##### Texte étudié #####

Dimanche 22 mars, cette demande a été rejetée par le Conseil d'Etat qui a tiré argument de la santé mentale des citoyens. Diane Meillier, interne en gériatrie et présidente de
l’Association des Internes en Médecine de Grenoble (AIMG) et Baptsite Caylar, interne actuellement en infectiologie au Centre hospitalier de Chambéry et responsable syndical de la subdivision grenobloise (référent local pour l'ISNI) nous exposent les raisons qui poussent, en cette période, les soignants à appeler au confinement total. Leurs réponses concerneront les hôpitaux de
Grenoble,
Chambéry et
Annecy.
Pourquoi appelez-vous à un confinement total ?
D.M. Le gouvernement a autorisé la population à sortir de chez elle pour faire des balades ou pratiquer des activités physiques. Mais les gens ne comprennent pas pourquoi, s'ils sont tout seul, ils ne peuvent pas aller courir autour du lac. En fait, ils vont sûrement croiser quelqu'un, la distance d'un mètre ne sera pas forcément respectée et ils vont peut-être s'arrêter pour discuter. Si eux le font une fois, effectivement, ce n'est pas forcément dramatique mais si tout le monde a le même raisonnement, ça multiplie les risques de contamination et ce n'est pas acceptable. Et puis les soignants sont déjà suffisamment exposés à l'hôpital. On ne veut pas qu'il y ait des facteurs de risque en plus quand on sort du travail. À Grenoble, on a des cas confirmés chez nos internes. Plusieurs d'entre eux sont en ce moment confinés à domicile.
Quel impact pourrait avoir la mise en place d'un confinement total sur la progression du virus ?

#####

■ Consigne 1:
Répondez à ces questions d'après l'entretien sur le confinement total :
(a) Quel jour le Conseil d'État a-t-il rejeté la demande ?
(b) Dans quelle spécialité Diane Meillier est-elle interne ?
(c) Dans quelle ville des internes sont-ils actuellement confinés à domicile ?
■ Consigne 2:
Ces affirmations concordent-elles avec l'entretien sur le confinement total ? Répondez par oui ou non et citez les mots du texte qui tranchent.
(a) Les réponses portent sur des hôpitaux de Lyon.
(b) Le gouvernement a permis à la population de sortir pour pratiquer des activités physiques.
(c) Le Conseil d'État a accepté la demande.
■ Consigne 3: Poursuivez l'entretien sur le confinement total en reprenant juste après sa dernière phrase.
Les items forment un matériau à part, sans lien avec l'entretien sur le confinement total.

##### Données extraites #####

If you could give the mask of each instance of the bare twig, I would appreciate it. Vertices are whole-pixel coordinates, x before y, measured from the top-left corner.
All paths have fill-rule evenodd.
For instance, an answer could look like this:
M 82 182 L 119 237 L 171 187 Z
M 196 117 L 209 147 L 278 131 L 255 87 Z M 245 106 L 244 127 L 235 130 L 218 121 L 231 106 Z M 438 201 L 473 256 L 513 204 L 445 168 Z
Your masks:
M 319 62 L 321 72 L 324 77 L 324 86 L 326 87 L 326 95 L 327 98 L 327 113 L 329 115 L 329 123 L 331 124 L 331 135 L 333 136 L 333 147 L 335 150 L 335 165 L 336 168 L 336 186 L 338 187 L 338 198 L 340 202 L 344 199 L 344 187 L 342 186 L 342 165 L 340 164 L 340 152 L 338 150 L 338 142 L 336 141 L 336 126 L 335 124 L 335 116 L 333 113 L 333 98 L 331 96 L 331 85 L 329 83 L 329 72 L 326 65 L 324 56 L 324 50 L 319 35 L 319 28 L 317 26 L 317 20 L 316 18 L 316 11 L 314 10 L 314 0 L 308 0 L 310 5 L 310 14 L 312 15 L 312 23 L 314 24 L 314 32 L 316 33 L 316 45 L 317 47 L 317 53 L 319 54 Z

#####

■ Réponse 1:
(a) Le dimanche 22 mars.
(b) En gériatrie.
(c) À Grenoble.

■ Réponse 2:
(a) Non : « Leurs réponses concerneront les hôpitaux de Grenoble, Chambéry et Annecy. »
(b) Oui : « Le gouvernement a autorisé la population à sortir de chez elle pour faire des balades ou pratiquer des activités physiques. »
(c) Non : « cette demande a été rejetée par le Conseil d'Etat »

■ Réponse 3:
D.M. Ça a été prouvé en Chine et en Italie : quand le confinement total est appliqué, ça permet d'aplatir la courbe des contaminations et c'est ça qui permet de pouvoir gérer la crise. On n'arrivera pas à limiter le nombre de cas mais le but est d'étaler le nombre de cas graves dans le temps pour ne pas saturer les services de réanimation pour qu'il y ait toujours des lits disponibles et qu'il n'y ait pas de pic d'un coup. Sinon on s'expose à une saturation des lits de réanimation et un épuisement des professionnels de santé. Là, ils sont déjà en risque d'épuisement et le danger, c'est que la prise en charge soit dégradée.
Comment évolue la situation ?
B.C. À Chambéry, la situation a changé très récemment. Depuis jeudi [19 mars], on a plus de patients atteints de Covid dans nos services et on a de plus en plus de cas graves. La différence, c'est qu'avant, on n'avait pas besoin d'oxygène et maintenant on en a assez souvent besoin. Pour certains patients, on ignore comment ils ont été contaminés et ça commence à être un peu inquiétant même s'il faut rappeler que sur tous les tests qu'on fait par jour [une soixantaine, NDLR], il n’y en a environ que cinq qui sont positifs.
Y'a-t-il toujours assez de place pour accueillir les cas graves ?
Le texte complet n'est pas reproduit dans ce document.